• **Activity list**
1 - Set down, word for word, the passage of the Uniqlo pricing article below from "Same-store sales rose" up to and including "according to Reuters.".
2 - List every percentage figure that appears in the Uniqlo pricing article below.

• **Text segment**

........

Japan’s Fast Retailing announced on 4th March it plans to reduce prices of items at its Uniqlo and GU location throughout Japan.
The fashion and apparel conglomerate said prices at its masthead retailer Uniqlo and sister retailer, GU, will be slashed by 9 per cent in Japan, as local consumers continue to face “unprecedented difficulties because of the coronavirus pandemic.”
The company also said its price tags and displays will be fixed to be tax inclusive, to spare customers the bother of making calculations, meaning each shopper will just pay the amount indicated on the tag. The price changes will come into effect on 12th March.
“By keeping the prices of as many items as possible unchanged, and offering LifeWear at tax-inclusive, affordable prices, we hope to remain an integral part of the everyday lives of our customers. This is our mission, and the significance of our existence as an
apparel company,” said Tadashi Yanai, chairman, president and CEO of Fast Retailing.
In Fast Retailing’s most recent trading update last week, Unqilo’s February same-store sales including online sales increased by 0.4% year on year, while total sales including online sales increased by 1.3%.
Same-store sales rose year on year in February, “on the back of strong sales of products designed to satisfy stay-at-home demand and buoyant sales of Spring outerwear and items manufactured using our Cut and Sew process,” said the Tokyo-based company.
At the end of February, a total of five Uniqlo stores remained temporarily closed and 172 stores were operating shorter working hours due to Covid-19. During the month of February, three Uniqlo stores were launched and two were permanently closed, it said.
Japanese retail sales fell 2.4% in January from a year earlier, government data showed in late February. That compared with a median market forecast for a 2.6% decline, according to Reuters.

........

• **Data**
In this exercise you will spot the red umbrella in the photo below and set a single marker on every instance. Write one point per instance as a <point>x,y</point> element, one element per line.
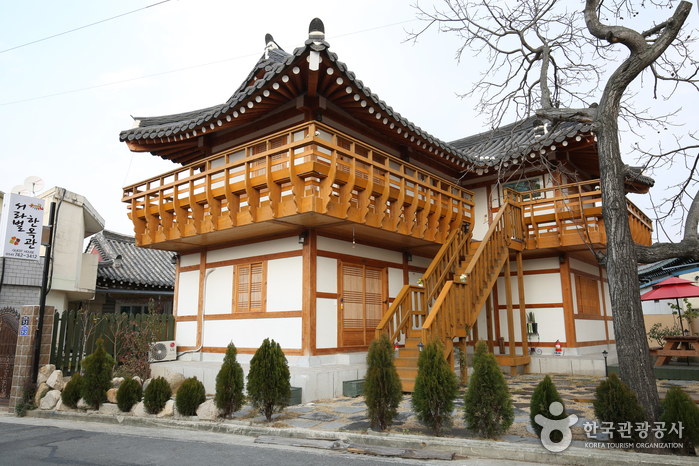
<point>672,288</point>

........

• **Answers to the exercises**
1 -
Same-store sales rose year on year in February, “on the back of strong sales of products designed to satisfy stay-at-home demand and buoyant sales of Spring outerwear and items manufactured using our Cut and Sew process,” said the Tokyo-based company.
At the end of February, a total of five Uniqlo stores remained temporarily closed and 172 stores were operating shorter working hours due to Covid-19. During the month of February, three Uniqlo stores were launched and two were permanently closed, it said.
Japanese retail sales fell 2.4% in January from a year earlier, government data showed in late February. That compared with a median market forecast for a 2.6% decline, according to Reuters.

2 - 9 per cent, 0.4%, 1.3%, 2.4%, 2.6%